Task to carry out: For each line of the data below, copy it if it holds the word "brown".

Saved entries
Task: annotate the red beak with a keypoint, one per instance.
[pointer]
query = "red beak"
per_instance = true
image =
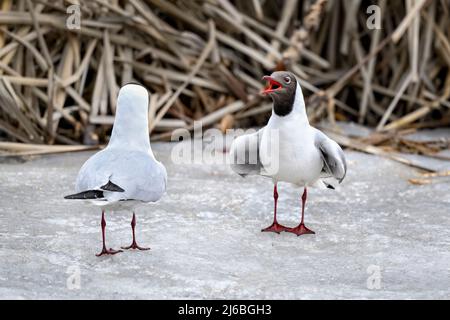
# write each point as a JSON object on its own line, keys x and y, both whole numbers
{"x": 271, "y": 86}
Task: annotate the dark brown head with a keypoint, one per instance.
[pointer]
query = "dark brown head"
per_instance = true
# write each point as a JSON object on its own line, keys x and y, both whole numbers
{"x": 281, "y": 87}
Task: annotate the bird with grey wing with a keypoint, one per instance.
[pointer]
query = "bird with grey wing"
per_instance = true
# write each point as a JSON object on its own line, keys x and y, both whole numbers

Exercise answer:
Task: annotate the dark brown head with a keypoint, one per instance.
query = "dark brown head"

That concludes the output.